─── INPUT DATA

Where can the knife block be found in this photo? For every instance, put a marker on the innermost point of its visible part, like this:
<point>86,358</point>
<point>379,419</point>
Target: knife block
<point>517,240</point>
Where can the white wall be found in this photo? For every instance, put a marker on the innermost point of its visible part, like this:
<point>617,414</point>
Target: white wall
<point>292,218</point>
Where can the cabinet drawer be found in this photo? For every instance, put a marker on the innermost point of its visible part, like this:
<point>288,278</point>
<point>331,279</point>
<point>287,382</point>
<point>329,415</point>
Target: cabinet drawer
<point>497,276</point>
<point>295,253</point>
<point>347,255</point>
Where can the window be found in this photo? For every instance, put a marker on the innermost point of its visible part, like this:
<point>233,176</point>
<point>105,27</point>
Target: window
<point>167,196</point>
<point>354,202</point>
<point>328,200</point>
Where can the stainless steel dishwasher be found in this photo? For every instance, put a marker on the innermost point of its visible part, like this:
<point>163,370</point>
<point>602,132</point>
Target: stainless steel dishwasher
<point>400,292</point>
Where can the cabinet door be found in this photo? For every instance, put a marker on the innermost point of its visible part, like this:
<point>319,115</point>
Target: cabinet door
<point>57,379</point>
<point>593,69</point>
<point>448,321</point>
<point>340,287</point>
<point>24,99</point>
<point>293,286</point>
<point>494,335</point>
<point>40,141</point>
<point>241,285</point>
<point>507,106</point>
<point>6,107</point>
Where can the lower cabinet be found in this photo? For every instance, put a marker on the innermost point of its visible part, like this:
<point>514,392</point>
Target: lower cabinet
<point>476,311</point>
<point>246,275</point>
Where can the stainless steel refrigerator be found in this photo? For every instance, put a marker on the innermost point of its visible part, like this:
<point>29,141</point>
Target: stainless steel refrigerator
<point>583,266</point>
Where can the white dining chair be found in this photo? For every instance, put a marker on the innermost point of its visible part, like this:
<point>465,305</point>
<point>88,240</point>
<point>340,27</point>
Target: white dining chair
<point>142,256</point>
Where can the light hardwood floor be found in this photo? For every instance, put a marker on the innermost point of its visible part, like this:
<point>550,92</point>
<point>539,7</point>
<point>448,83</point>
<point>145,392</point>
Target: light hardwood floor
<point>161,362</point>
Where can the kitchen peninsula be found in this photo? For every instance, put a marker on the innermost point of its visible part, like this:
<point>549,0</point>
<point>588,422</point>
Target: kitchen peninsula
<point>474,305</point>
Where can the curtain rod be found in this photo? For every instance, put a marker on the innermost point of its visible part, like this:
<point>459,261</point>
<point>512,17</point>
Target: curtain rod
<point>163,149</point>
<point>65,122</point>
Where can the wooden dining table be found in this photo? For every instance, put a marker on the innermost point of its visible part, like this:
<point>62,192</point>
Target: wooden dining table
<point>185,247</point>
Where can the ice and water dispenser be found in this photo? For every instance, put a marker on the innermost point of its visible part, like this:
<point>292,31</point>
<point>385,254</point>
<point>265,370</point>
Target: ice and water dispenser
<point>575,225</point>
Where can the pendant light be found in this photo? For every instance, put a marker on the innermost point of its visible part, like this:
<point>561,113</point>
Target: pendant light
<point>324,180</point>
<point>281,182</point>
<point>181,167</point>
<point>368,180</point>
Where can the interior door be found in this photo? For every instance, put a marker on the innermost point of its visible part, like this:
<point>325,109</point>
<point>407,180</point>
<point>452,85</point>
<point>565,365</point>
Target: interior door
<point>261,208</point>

──────

> _DESCRIPTION OF THE TASK_: Would you transcribe the listing word for word?

> _EXERCISE ANSWER_:
Where can the knife block be found in this photo? For every instance, put a marker on the innermost point of its visible part, like this:
<point>86,358</point>
<point>379,419</point>
Target: knife block
<point>517,240</point>
Where can the white wall be found in this photo? For every instance, put a marker on the innermost point of its visible part, like this:
<point>617,414</point>
Target: white wall
<point>292,218</point>
Where can the cabinet drawer be found in this photo? For every instance, put a marker on the innermost point of its visible part, like this:
<point>288,278</point>
<point>331,279</point>
<point>287,382</point>
<point>329,415</point>
Target: cabinet drawer
<point>497,276</point>
<point>295,253</point>
<point>347,255</point>
Where can the window be found in this photo? For every instance, put a marker on the innermost point of its visible part, like this:
<point>233,176</point>
<point>105,27</point>
Target: window
<point>167,196</point>
<point>354,202</point>
<point>328,200</point>
Where can the stainless steel dishwasher be found in this photo? For every instance, put a marker on the innermost point of its visible part, like this:
<point>163,370</point>
<point>602,132</point>
Target: stainless steel dishwasher
<point>400,292</point>
Where can the cabinet door be found in this photo? For every instance, put a marker on the innermost point of its visible part, like this:
<point>319,115</point>
Target: cabinet door
<point>57,379</point>
<point>593,69</point>
<point>448,321</point>
<point>340,287</point>
<point>24,99</point>
<point>293,286</point>
<point>494,335</point>
<point>40,141</point>
<point>241,285</point>
<point>507,106</point>
<point>6,107</point>
Where can the lower cabinet be found in this photo? For every instance, put a marker on the innermost point of its visible part, like this:
<point>514,392</point>
Target: lower cabinet
<point>476,311</point>
<point>246,275</point>
Where can the stainless steel refrigerator be found in this photo? For every instance, put a marker on the innermost point of its visible part, like this:
<point>29,141</point>
Target: stainless steel refrigerator
<point>583,266</point>
Where can the white dining chair be found in this photo? For every instance, put a marker on the innermost point of its visible part, like this:
<point>465,305</point>
<point>88,240</point>
<point>340,27</point>
Target: white dining chair
<point>142,256</point>
Where can the light hardwood floor be found in this photo? For every instance, put a marker on the innermost point of its visible part, like this:
<point>550,92</point>
<point>539,7</point>
<point>448,83</point>
<point>145,392</point>
Target: light hardwood floor
<point>161,362</point>
Where can the kitchen peninsula be found in this photo? For every instance, put a marker on the innermost point of its visible part, like this:
<point>549,0</point>
<point>588,422</point>
Target: kitchen peninsula
<point>474,305</point>
Where can the curtain rod be found in this photo? For every instance, put a marker on the innermost point of its visible part, like this:
<point>459,261</point>
<point>512,17</point>
Target: curtain rod
<point>163,149</point>
<point>65,122</point>
Where can the wooden dining table be found in this photo? For every instance, put a marker on the innermost point of its visible part, like this:
<point>62,192</point>
Target: wooden dining table
<point>185,247</point>
Where can the ice and water dispenser be found in this photo? For every instance, put a marker on the innermost point of its visible part, like this:
<point>292,31</point>
<point>385,254</point>
<point>265,370</point>
Target: ice and water dispenser
<point>575,225</point>
Where can the pendant light be found in this photo? For every instance, put a marker on the innermost point of its visible part, like this:
<point>561,113</point>
Target: pendant light
<point>324,180</point>
<point>281,182</point>
<point>181,167</point>
<point>368,180</point>
Where can the interior door be found in this photo? For every instance, put a marker on the innermost point of its visible part, like this:
<point>325,109</point>
<point>407,180</point>
<point>452,85</point>
<point>565,365</point>
Target: interior door
<point>261,208</point>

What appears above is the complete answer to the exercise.